[Stored entries]
= = = = = = =

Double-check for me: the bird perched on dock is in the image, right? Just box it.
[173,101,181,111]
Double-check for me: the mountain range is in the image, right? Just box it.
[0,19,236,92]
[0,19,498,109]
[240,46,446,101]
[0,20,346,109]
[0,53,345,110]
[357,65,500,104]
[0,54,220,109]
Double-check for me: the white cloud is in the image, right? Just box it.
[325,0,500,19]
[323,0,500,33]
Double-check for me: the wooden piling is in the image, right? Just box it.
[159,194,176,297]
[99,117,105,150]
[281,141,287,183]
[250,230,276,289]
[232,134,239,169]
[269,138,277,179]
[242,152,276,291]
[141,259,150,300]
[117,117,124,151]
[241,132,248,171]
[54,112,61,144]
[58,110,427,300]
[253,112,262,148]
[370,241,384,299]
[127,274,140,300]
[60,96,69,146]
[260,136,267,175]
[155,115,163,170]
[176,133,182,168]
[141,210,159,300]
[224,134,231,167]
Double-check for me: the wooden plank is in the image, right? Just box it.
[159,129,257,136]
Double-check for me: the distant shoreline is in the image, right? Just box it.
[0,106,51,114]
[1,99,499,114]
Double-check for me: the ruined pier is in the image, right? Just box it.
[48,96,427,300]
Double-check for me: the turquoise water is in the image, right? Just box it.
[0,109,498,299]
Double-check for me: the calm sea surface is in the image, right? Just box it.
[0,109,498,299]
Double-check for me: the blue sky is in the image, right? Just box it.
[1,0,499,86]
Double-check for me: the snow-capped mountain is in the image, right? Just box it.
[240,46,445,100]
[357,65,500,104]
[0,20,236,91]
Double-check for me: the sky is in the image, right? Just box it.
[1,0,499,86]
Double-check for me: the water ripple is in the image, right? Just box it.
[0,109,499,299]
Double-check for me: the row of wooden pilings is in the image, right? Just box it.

= = = = = = =

*Exercise*:
What you return must be the entries, given again word for word.

*The completed task*:
Double-check for me: the bird perched on dock is in the image, right? Just box it.
[173,101,181,111]
Double-check for me: the mountain range is in the image, right? Just box it.
[0,19,236,92]
[0,19,498,109]
[240,46,446,101]
[0,20,346,109]
[0,53,345,110]
[357,65,500,104]
[0,54,220,109]
Double-check for me: the white cloud is in the image, right? Just box it.
[325,0,500,19]
[323,0,500,33]
Double-check for me: the wooden piling is in the image, right? Just box it.
[159,194,176,297]
[99,117,105,150]
[281,141,287,183]
[250,230,276,289]
[232,134,239,169]
[269,138,277,179]
[242,152,276,291]
[141,259,150,300]
[117,117,124,151]
[241,132,248,171]
[54,112,61,144]
[58,110,427,300]
[253,112,262,148]
[370,241,384,299]
[127,274,140,300]
[60,96,69,146]
[260,136,267,175]
[155,115,163,170]
[176,133,182,168]
[141,210,159,300]
[224,134,231,167]
Double-check for me: the wooden plank is in the image, right? Just box it.
[159,129,257,136]
Double-check for me: the distant shoreline is in the image, right? Just box it.
[0,106,51,114]
[1,99,499,114]
Double-check for me: the ruined pier is in the image, right? Just box it.
[48,96,427,300]
Double-check for me: the turquoise water is in the image, right? Just box it.
[0,109,498,299]
Double-check for me: the calm sea surface is in the image, right? Just box it.
[0,109,498,299]
Double-check for me: the blue sky is in the image, right? Just box it.
[1,0,499,86]
Double-check for me: the snow-capped mountain is in the image, right? Just box it.
[240,46,445,100]
[357,65,500,104]
[0,20,236,91]
Double-check for me: the sky is in the image, right? Just box it.
[1,0,499,86]
Double-check for me: the water ripple is in the image, right? Just box it.
[0,109,499,299]
Double-check for me: the row of wooden pilings is in the image, right? Just box it.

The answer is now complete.